◆ **Task details**
The entries that follow should be reproduced exactly, with no images carried over.

*** Record set ***

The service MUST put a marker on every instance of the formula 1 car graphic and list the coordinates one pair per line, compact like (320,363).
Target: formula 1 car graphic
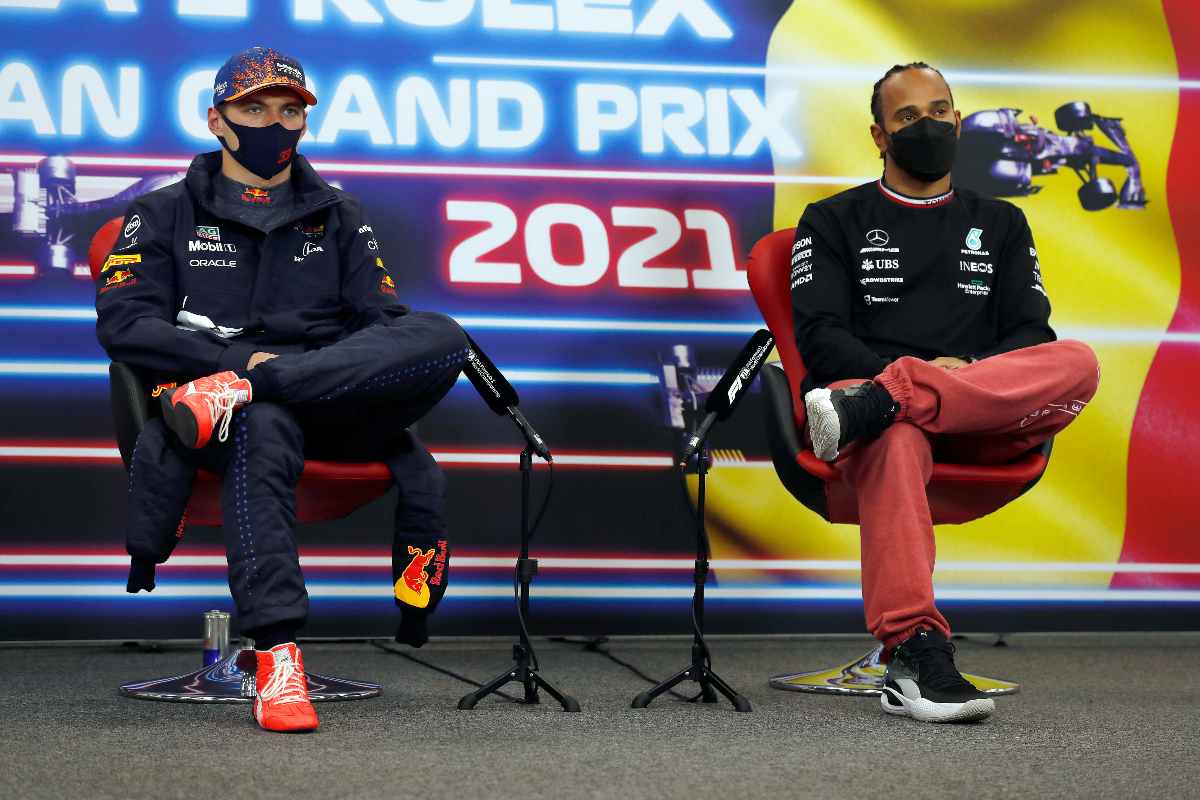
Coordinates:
(55,212)
(1000,155)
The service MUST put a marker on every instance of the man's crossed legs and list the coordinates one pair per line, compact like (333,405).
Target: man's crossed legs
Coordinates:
(991,411)
(351,401)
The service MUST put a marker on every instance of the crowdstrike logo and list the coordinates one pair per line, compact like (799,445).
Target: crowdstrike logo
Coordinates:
(877,236)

***

◆ **Solution for this task**
The service MUST put a marker on every instance of the formula 1 car graphic and list the coordinates one pair per line, compact like (320,363).
Target: formula 1 car graphic
Coordinates:
(55,212)
(1000,155)
The service MUST put a marker on every instance of the man's crossed legs and list the coordinates one pair per line, compact like (333,405).
Target: man's crossed legs
Coordinates:
(991,411)
(351,401)
The service MUST put a marker on every instance of the crowdstrike logo and list the coordinates one pair per line, compact like (799,445).
Target: crowdstrike logo
Coordinates:
(877,236)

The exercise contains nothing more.